=== Material for this exercise ===

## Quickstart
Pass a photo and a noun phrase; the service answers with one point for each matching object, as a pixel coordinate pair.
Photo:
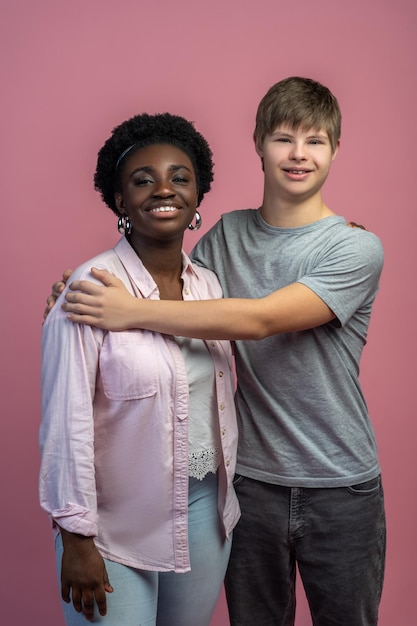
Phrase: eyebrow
(150, 169)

===

**Task to carry out**
Copy the entries precisely, images excluded.

**Written solution**
## Quickstart
Pass a photo and a noun phrase; the service answers with one point for each matching object, as a pixel coordinate pair.
Photo:
Phrase: eyebrow
(150, 169)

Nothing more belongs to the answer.